# Ejercicio propuesto
En el fragmento sobre las palabras alemanas terminadas en "-zeug", ¿cuándo puede llevar plural "Werkzeug"?

___ Fragmento extraído

Por desgracia, no sé cómo se dice 'Kollektivum' y tampoco lo encuentro en mi diccionario. Intento exlicarte: es una palabra como 'la gente' que no significa una cosa, sino varias / muchas, como 'la gente' podría ser visto como sinónimo de 'las personas'. 'Spielzeug' es un 'Kollektivum' ((unos / muchos) juguetes) y un singular (un juguete). 'Spielsachen' - en general - es utilizado en plural. 

Un saludo


----------



## sevillista

Gracias por informarme sobre el Duden. Lo tendré en cuenta para el futuro, si sigo estudiando alemán (creo que sí, pero hay días, como hoy, que me entero que hay verbos con dos participios y me deprimo ).



muycuriosa said:


> Por desgracia, no sé cómo se dice 'Kollektivum' y tampoco lo encuentro en mi diccionario. Intento exlicarte: es una palabra como 'la gente' que no significa una cosa, sino varias / muchas, como 'la gente' podría ser visto como sinónimo de 'las personas'. 'Spielzeug' es un 'Kollektivum' ((unos / muchos) juguetes) y un singular (un juguete). 'Spielsachen' - en general - es utilizado en plural.
> 
> Un saludo


 
Lo has explicado perfectamente, representan a un colectivo. Ein Spielzeug/viel Spielzeug.

Sin embargo, me ha surgido otra duda y me aprovecho de vuestra amabilidad .

Aunque a la palabra Spielzeug no se le añade nada para formar el plural, otras que terminan en "zeug" sí tiene plural, ¿verdad? Por ejemplo, ein Feuerzeug, zwei Feuerzeug*e*.

Sobre la marcha estoy pensando en otra palabra que conozco con "zeug": Werkzeug. No sé por qué, pero me parece que va a ser como Spielzeug y sólo se utiliza en plural (a pesar de que haya varias herramientas).

Supongo que con la práctica iré viendo cada caso. Muchas gracias a todos por la colaboración.


----------



## muycuriosa

Tienes toda la razón con lo que dices sobre la diferencia entre 'Feuerzeug' y 'Werkzeug'. Pero el caso de 'Werkzeug' es aún un poco más complicado:

'Werkzeug' es como 'Spielzeug', puede representar 1. a un objeto y 2. a un colectivo. Pero diferentemente a 'Spielzeug' puede llevar plural ('schöne Werkzeuge', 'Werkzeuge wie Hammer und Zange'), cuando se trata del primer significado. En el segundo no lleva forma de plural.

'Feuerzeug' como tú dices no es un 'Kollektivum', es un objeto y así puede estar en forma plural.

Si busco palabras con '-zeug' que nunca están en forma de plural (me parece) me vienen a la mente 'Mathe- / Französisch- / Englisch- / Schulzeug' (todas las cosas que necesitas para hacer tus deberes de matemáticas / francés / inglés / para la escuela o: en clase de matemáticas / francés / inglés / en clase en general), Schwimmzeug ( ... para nadar). 

Bueno, es de verdad muy complicado.

Pero no te deprimas demasiado. Aprender un idioma es aprender un detalle tras otro me parece. Y un día tienes la impresión de que ya sabes algunas cosas (sin embargo, nunca bastantes). 

Por eso: Ánimo y saludos


----------

______
___ Datos proporcionados

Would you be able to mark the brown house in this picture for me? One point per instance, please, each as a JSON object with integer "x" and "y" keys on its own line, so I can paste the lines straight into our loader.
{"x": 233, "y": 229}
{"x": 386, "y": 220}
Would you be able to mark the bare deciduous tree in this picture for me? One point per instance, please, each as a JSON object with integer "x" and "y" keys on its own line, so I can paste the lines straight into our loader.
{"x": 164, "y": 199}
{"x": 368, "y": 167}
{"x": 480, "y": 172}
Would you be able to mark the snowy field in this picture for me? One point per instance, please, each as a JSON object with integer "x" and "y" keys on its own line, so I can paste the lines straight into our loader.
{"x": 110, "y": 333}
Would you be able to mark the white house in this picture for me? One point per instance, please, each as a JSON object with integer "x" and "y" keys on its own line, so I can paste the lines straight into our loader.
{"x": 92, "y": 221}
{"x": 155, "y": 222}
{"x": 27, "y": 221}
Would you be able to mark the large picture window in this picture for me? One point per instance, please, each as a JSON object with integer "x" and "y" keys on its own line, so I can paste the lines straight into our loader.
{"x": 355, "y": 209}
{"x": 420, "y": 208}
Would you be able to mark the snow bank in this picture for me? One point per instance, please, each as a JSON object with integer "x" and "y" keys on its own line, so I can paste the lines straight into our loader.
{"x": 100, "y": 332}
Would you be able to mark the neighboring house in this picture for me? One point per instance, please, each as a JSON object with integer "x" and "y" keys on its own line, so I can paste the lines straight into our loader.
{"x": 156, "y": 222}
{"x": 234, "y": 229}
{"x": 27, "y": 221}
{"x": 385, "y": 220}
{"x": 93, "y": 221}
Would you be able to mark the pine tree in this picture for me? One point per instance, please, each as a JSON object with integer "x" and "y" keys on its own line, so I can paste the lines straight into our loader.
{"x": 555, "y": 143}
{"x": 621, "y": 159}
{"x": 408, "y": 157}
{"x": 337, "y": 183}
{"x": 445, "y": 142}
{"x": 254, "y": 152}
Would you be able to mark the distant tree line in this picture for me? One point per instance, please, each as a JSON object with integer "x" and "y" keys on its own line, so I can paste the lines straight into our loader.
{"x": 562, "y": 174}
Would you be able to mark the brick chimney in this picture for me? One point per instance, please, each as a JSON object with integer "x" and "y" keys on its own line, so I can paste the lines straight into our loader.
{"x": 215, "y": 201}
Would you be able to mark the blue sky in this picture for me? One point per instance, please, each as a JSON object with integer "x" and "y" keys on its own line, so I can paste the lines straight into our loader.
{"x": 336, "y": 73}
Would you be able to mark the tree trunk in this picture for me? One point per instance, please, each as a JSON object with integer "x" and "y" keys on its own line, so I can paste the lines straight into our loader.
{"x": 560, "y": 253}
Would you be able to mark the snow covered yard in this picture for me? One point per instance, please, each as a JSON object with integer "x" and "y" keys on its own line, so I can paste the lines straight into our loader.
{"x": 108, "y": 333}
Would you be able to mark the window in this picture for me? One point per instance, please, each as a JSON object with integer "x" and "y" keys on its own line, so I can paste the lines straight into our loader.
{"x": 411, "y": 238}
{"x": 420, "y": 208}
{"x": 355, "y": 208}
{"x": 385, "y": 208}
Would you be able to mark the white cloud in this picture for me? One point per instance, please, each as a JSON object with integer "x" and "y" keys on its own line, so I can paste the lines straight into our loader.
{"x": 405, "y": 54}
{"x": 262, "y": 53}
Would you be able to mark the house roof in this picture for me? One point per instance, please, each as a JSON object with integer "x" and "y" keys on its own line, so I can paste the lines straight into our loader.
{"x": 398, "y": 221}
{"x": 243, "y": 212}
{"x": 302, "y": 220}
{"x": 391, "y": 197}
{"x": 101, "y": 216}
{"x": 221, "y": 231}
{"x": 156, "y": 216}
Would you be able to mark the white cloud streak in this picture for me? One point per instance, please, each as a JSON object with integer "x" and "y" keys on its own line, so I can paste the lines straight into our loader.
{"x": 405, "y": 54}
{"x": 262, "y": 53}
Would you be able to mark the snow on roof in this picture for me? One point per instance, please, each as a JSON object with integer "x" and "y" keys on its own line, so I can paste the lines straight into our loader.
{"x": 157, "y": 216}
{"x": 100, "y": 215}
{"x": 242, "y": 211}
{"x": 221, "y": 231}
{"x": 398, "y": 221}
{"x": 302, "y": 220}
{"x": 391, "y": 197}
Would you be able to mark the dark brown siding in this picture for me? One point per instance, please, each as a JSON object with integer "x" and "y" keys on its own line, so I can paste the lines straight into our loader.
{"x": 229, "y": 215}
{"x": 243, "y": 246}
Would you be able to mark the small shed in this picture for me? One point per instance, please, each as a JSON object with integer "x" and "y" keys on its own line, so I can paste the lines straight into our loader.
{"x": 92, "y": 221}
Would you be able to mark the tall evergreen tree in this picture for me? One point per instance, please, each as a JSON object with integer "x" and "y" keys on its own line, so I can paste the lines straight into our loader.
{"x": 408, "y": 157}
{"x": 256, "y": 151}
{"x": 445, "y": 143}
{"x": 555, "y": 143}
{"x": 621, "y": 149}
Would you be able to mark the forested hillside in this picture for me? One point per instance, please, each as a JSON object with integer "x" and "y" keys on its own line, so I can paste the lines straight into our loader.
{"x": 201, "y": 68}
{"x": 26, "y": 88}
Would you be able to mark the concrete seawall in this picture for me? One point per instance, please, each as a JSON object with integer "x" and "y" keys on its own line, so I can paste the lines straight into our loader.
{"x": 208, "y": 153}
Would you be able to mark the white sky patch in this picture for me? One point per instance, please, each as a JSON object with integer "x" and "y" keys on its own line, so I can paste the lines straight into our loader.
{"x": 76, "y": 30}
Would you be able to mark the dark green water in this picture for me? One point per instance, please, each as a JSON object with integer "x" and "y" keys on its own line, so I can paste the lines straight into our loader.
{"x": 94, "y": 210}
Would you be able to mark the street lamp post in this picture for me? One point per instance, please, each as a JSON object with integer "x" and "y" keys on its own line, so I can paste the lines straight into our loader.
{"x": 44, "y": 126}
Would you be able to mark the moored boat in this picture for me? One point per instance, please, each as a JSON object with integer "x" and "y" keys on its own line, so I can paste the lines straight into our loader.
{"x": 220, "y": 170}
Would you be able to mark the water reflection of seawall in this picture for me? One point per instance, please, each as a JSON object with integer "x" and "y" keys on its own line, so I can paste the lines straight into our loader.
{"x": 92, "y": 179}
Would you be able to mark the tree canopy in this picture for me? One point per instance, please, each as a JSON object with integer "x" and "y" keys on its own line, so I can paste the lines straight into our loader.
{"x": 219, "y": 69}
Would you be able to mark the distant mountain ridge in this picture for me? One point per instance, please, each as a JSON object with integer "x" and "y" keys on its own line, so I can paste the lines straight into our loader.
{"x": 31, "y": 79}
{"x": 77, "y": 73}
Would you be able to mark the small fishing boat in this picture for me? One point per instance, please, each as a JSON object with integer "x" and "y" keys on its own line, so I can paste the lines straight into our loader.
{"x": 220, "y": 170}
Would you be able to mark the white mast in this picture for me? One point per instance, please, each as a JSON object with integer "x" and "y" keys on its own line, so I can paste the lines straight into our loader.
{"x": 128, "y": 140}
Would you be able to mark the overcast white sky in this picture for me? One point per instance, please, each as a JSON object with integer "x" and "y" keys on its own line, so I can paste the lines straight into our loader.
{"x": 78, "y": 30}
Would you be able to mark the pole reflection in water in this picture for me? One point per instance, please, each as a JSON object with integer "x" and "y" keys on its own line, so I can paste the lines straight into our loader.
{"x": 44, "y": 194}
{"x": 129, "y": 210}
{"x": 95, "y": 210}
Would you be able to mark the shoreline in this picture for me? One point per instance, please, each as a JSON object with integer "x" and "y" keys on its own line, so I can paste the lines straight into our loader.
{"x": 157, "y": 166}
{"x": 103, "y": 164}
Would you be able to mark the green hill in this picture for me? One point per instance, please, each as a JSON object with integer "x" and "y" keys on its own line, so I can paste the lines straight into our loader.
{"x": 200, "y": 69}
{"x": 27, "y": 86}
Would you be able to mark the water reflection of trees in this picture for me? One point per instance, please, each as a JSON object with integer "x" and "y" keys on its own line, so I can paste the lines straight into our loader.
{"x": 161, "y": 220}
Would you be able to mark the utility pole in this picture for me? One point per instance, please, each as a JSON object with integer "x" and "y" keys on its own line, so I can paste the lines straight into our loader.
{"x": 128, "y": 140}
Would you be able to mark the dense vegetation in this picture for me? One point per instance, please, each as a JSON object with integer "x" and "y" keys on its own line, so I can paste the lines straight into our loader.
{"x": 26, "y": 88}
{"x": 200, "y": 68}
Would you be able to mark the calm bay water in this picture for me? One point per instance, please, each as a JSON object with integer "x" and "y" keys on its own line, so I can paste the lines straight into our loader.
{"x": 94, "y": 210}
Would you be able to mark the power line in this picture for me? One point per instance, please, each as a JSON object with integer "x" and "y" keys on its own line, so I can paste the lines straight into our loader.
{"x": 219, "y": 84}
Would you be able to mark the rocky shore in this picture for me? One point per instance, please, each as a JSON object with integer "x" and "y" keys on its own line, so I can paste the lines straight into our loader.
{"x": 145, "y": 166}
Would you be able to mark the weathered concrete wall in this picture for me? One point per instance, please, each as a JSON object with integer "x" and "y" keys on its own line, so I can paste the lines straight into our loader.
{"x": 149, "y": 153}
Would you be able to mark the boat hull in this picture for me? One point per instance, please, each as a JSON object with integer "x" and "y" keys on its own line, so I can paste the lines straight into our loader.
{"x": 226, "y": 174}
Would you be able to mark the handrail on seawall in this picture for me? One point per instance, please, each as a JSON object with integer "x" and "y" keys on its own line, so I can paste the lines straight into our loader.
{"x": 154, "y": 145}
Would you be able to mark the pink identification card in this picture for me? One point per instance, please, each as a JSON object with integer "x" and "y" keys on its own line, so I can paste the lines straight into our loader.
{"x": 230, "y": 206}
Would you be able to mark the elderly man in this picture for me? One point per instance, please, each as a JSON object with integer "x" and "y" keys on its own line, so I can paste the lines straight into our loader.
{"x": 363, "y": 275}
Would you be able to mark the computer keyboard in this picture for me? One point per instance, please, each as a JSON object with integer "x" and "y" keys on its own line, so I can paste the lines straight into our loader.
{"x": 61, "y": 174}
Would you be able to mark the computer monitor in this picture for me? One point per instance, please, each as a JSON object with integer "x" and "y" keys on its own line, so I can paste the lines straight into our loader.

______

# Solución
Cuando representa un objeto, que es su primer significado. Cuando representa un colectivo, no lleva plural.